◆ TASK OBJECTIVE:
Could you repeat the records below exactly, leaving out any pictures?

◆ SUPPLIED INFORMATION:

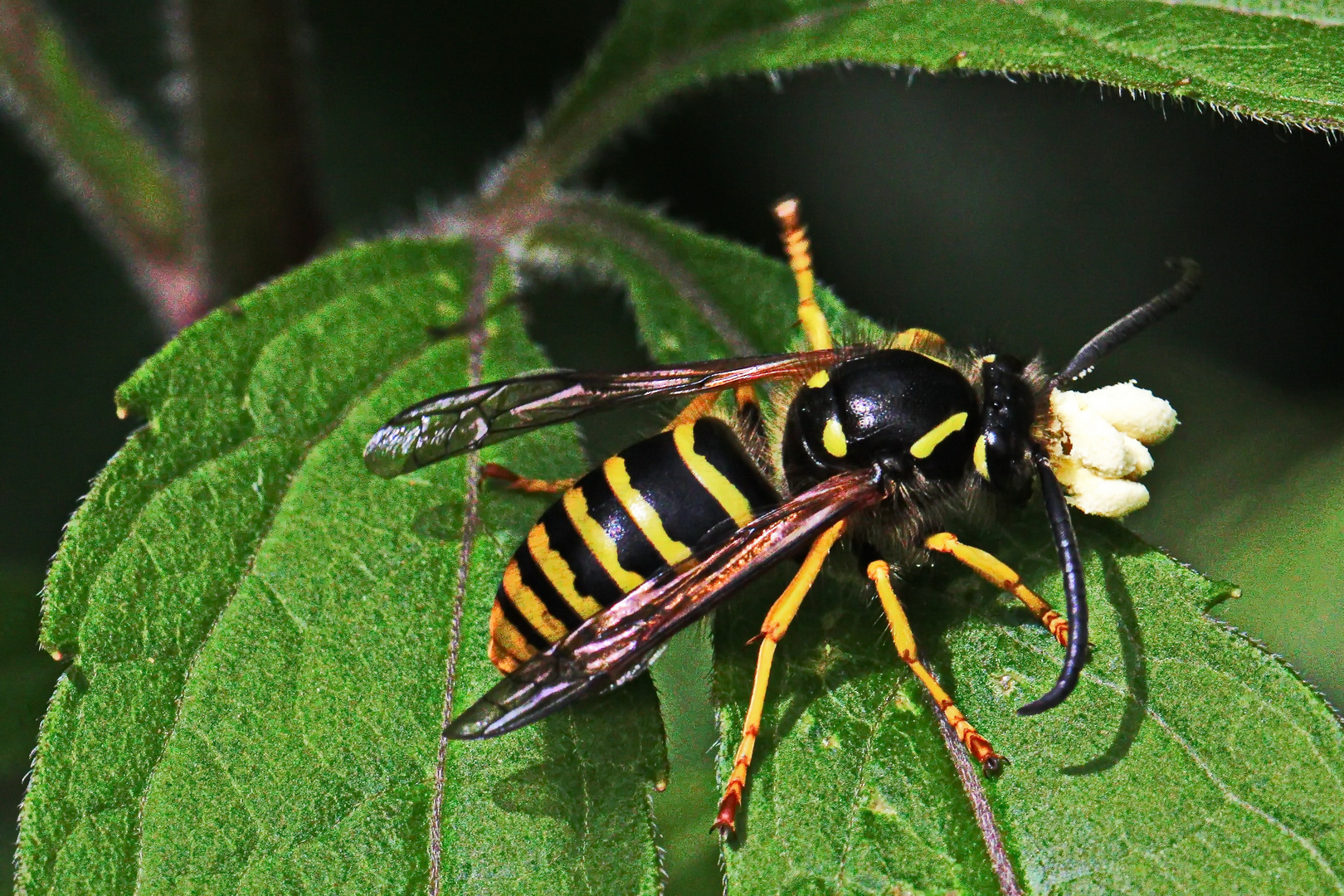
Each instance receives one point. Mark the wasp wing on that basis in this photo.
(470, 418)
(621, 641)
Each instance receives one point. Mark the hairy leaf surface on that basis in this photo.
(1276, 61)
(1187, 761)
(260, 626)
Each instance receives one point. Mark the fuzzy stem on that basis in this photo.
(121, 183)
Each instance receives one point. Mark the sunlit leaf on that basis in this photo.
(260, 626)
(1276, 61)
(1188, 759)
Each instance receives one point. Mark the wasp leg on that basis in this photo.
(699, 406)
(772, 631)
(1001, 575)
(522, 484)
(905, 638)
(796, 245)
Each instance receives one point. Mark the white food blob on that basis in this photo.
(1098, 448)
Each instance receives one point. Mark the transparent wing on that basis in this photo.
(621, 641)
(479, 416)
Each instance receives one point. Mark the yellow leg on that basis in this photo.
(776, 624)
(698, 407)
(800, 258)
(1001, 575)
(905, 638)
(522, 484)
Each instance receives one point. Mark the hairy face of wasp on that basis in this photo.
(1003, 450)
(908, 414)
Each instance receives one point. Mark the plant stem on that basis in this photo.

◆ THE ANSWER:
Each instance receives one point. Mark the wasp wing on that basis in this photo.
(470, 418)
(621, 641)
Each instance receives one point. Mark the hairy leaf surface on that basis in this photo.
(1276, 61)
(1187, 761)
(260, 626)
Each instance receives one point. Mark the fuzzy stem on that basis in this photo.
(121, 183)
Each instance receives one point. Mark the sunlit leaf on that basis in this photo.
(260, 626)
(1276, 61)
(1188, 759)
Each instance receives one point. Mark the wasp leg on that basis in this photo.
(699, 406)
(772, 631)
(1001, 575)
(522, 484)
(905, 638)
(796, 245)
Each instance receives one point. Mark the white food blob on that basis in this photo.
(1098, 448)
Each instance receives one point. Mark the transparent wing on that basis in this photo.
(621, 641)
(479, 416)
Each instance receives one point. Mark the yellow leg on that basis in this photo.
(776, 624)
(698, 407)
(800, 258)
(1001, 575)
(905, 638)
(522, 484)
Each instance receives one point. Mark the hairy face of wasp on that basis in this photo.
(1003, 450)
(908, 414)
Each instance receives one point. Mark the plant stem on that basis in this photo.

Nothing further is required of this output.